--- Selected text ---

Sharing your success stories and failures is a great way to demonstrate the value of learning.  Take away from all your major activities something learned and share that with others.  Whether it is some life experience or project you have been on, look at what the things are that you learned from that and share that with others.  Look at how the mistakes you’ve learned from have improved you or helped you avoid such mistakes again or look at how you’ve repeated successes and learned to excel in those areas.  Demonstrating these type of results as a value of learning will help to inspire and motivate others to take learning more seriously themselves.  People value what impacts them and those they love so if you can demonstrate how learning something will improve their lives or those they love, you are much more likely to influence them into becoming a learning in that area.

Motivate with Rewards and Measures

If you are working to empower a friend, child, colleague or direct report, you should closely examine what kind of rewards and measures you use to encourage them to learn on their own.  Noticing new things learned is the easiest but often overlooked.  People want to be recognized so simply telling them what you noticed they were doing to learn more impressed you, or say thanks to them to encourage this type of behavior.  You may want to look at offering something for those who learn something new, or solve a problem by studying it or perhaps simply reading a book or fixed number of books.  Simple rewards can be very effective here especially for children.

---

*Set exercise A*
Express the entries as a two-column CSV with the column names text and answer, starting with the line with "Exercise. Spot the red" and going on through the last line of the entries. Give one row per entry, put each field in quotes, and replace line breaks with spaces.

--- Information supplied ---

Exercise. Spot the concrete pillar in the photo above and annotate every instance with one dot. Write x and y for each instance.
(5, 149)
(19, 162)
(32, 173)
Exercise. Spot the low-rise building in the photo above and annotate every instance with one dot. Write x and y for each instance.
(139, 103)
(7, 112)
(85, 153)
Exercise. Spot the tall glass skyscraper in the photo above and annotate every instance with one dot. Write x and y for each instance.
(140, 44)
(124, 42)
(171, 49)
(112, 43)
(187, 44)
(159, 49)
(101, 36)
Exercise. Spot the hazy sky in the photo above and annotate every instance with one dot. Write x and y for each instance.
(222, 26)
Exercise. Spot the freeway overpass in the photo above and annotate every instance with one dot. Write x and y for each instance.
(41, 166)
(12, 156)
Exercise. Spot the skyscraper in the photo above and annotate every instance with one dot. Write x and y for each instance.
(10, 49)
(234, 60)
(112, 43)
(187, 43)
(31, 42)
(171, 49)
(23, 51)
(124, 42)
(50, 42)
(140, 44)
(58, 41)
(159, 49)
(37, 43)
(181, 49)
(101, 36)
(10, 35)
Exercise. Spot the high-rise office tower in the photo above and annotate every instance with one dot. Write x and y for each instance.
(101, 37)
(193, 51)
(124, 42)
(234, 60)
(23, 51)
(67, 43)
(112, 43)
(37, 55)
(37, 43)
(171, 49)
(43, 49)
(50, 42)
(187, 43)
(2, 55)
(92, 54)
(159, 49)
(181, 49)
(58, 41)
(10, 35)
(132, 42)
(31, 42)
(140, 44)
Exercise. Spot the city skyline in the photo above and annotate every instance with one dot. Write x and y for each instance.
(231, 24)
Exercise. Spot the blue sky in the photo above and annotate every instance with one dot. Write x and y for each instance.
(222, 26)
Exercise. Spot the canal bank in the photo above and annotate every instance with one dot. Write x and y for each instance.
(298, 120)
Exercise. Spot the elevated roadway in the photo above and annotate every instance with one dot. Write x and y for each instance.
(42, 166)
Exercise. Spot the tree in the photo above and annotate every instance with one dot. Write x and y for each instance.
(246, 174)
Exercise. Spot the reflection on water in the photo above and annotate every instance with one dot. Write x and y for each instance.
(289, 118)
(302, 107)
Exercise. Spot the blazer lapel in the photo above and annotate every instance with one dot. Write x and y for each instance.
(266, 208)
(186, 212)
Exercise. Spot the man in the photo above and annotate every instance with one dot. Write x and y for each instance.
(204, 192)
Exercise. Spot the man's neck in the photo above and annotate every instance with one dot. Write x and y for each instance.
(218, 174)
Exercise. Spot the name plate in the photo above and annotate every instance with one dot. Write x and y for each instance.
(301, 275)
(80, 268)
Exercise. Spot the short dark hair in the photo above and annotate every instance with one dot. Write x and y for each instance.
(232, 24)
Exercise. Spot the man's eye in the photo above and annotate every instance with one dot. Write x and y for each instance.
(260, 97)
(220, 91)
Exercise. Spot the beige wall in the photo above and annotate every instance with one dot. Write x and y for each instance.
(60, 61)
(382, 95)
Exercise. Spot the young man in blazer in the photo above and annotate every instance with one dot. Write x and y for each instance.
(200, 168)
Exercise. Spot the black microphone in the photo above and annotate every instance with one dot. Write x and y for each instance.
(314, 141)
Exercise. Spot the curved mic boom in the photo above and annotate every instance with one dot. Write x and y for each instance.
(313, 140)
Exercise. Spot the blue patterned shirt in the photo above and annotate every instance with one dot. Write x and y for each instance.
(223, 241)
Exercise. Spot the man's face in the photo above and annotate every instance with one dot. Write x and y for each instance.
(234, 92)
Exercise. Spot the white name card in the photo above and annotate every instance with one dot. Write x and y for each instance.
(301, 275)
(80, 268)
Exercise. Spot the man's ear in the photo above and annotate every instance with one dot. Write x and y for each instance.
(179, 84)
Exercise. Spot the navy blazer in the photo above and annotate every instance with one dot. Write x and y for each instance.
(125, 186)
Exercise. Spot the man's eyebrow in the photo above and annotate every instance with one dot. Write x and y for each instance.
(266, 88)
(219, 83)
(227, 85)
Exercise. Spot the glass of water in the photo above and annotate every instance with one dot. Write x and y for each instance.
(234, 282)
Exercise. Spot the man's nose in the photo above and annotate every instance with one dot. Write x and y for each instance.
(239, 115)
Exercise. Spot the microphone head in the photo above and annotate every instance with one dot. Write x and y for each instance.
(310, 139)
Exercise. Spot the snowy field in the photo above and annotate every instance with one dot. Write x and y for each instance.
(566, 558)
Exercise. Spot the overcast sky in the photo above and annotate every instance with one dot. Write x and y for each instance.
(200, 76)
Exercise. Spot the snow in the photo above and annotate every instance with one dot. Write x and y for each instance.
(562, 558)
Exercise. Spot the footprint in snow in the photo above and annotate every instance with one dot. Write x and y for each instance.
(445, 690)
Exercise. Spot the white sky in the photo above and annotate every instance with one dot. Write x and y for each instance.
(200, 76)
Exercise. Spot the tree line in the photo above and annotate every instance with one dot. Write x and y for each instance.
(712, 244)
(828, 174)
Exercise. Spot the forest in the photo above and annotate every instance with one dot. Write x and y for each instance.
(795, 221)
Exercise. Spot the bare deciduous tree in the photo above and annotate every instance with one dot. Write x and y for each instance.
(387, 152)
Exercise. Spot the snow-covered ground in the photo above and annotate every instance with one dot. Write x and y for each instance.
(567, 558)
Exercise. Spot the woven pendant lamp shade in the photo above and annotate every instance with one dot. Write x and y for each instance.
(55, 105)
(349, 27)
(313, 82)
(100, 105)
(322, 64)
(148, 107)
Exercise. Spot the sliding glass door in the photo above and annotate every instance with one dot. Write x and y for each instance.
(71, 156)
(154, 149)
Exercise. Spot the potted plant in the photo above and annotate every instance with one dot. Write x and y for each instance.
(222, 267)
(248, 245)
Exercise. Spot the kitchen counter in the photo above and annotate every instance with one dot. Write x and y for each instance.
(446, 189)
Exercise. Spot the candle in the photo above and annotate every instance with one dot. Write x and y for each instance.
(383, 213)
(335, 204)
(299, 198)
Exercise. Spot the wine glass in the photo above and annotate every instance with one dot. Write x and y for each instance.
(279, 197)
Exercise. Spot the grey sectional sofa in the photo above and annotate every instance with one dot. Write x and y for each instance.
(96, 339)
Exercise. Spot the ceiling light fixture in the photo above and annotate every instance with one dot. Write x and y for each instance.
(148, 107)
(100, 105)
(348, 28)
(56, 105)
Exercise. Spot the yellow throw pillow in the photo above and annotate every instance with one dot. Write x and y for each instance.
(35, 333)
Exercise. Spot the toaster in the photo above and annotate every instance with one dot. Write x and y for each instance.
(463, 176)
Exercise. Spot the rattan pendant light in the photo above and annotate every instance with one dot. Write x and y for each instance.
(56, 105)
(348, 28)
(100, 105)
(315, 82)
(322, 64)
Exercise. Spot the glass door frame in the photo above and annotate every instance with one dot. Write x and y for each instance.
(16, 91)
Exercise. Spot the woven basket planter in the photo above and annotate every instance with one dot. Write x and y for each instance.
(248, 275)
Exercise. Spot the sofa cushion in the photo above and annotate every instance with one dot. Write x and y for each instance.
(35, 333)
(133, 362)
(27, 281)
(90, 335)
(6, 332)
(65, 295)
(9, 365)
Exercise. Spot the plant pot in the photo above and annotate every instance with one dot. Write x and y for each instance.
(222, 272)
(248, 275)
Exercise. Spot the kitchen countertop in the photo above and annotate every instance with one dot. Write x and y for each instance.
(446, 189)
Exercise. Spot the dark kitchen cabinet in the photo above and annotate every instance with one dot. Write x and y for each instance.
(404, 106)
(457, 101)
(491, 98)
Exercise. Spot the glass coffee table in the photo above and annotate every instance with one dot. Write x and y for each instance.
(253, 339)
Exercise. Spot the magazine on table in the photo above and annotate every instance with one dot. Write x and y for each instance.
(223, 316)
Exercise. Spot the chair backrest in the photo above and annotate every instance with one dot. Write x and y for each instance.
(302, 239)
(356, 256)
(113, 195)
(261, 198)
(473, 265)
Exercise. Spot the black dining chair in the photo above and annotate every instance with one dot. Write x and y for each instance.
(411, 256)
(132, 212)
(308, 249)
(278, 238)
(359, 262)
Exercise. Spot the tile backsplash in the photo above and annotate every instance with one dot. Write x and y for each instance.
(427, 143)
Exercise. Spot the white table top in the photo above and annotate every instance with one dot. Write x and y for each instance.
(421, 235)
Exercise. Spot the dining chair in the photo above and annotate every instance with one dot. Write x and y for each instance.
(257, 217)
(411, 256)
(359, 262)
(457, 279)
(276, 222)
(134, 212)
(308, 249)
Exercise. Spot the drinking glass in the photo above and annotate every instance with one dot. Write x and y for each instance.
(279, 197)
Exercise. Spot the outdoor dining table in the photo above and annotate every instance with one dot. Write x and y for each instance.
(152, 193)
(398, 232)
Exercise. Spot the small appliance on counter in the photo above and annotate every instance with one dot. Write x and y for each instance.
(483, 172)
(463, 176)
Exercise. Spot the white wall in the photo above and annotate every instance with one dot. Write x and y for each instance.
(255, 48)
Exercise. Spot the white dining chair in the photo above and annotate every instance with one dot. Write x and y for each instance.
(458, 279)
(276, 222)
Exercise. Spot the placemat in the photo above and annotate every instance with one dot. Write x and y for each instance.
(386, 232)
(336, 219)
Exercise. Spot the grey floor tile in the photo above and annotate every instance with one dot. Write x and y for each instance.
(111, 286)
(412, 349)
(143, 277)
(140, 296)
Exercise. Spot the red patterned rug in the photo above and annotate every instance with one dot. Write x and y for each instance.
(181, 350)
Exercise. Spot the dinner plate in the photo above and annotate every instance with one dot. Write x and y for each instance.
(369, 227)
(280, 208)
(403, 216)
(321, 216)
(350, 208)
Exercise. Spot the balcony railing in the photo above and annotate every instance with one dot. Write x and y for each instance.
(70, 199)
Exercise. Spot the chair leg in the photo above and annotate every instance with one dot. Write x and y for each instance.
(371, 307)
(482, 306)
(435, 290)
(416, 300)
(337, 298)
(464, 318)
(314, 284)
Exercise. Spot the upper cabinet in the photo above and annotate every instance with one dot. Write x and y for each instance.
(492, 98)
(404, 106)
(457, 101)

---

*Set exercise B*
Pull from the passage on learning the exact wording starting with "Sharing your success" and going on through "in that area.".

*Full solution A*
text,answer
"Exercise. Spot the red patterned rug in the photo above and annotate every instance with one dot. Write x and y for each instance.","(181, 350)"
"Exercise. Spot the dinner plate in the photo above and annotate every instance with one dot. Write x and y for each instance.","(369, 227) (280, 208) (403, 216) (321, 216) (350, 208)"
"Exercise. Spot the balcony railing in the photo above and annotate every instance with one dot. Write x and y for each instance.","(70, 199)"
"Exercise. Spot the chair leg in the photo above and annotate every instance with one dot. Write x and y for each instance.","(371, 307) (482, 306) (435, 290) (416, 300) (337, 298) (464, 318) (314, 284)"
"Exercise. Spot the upper cabinet in the photo above and annotate every instance with one dot. Write x and y for each instance.","(492, 98) (404, 106) (457, 101)"

*Full solution B*
Sharing your success stories and failures is a great way to demonstrate the value of learning.  Take away from all your major activities something learned and share that with others.  Whether it is some life experience or project you have been on, look at what the things are that you learned from that and share that with others.  Look at how the mistakes you’ve learned from have improved you or helped you avoid such mistakes again or look at how you’ve repeated successes and learned to excel in those areas.  Demonstrating these type of results as a value of learning will help to inspire and motivate others to take learning more seriously themselves.  People value what impacts them and those they love so if you can demonstrate how learning something will improve their lives or those they love, you are much more likely to influence them into becoming a learning in that area.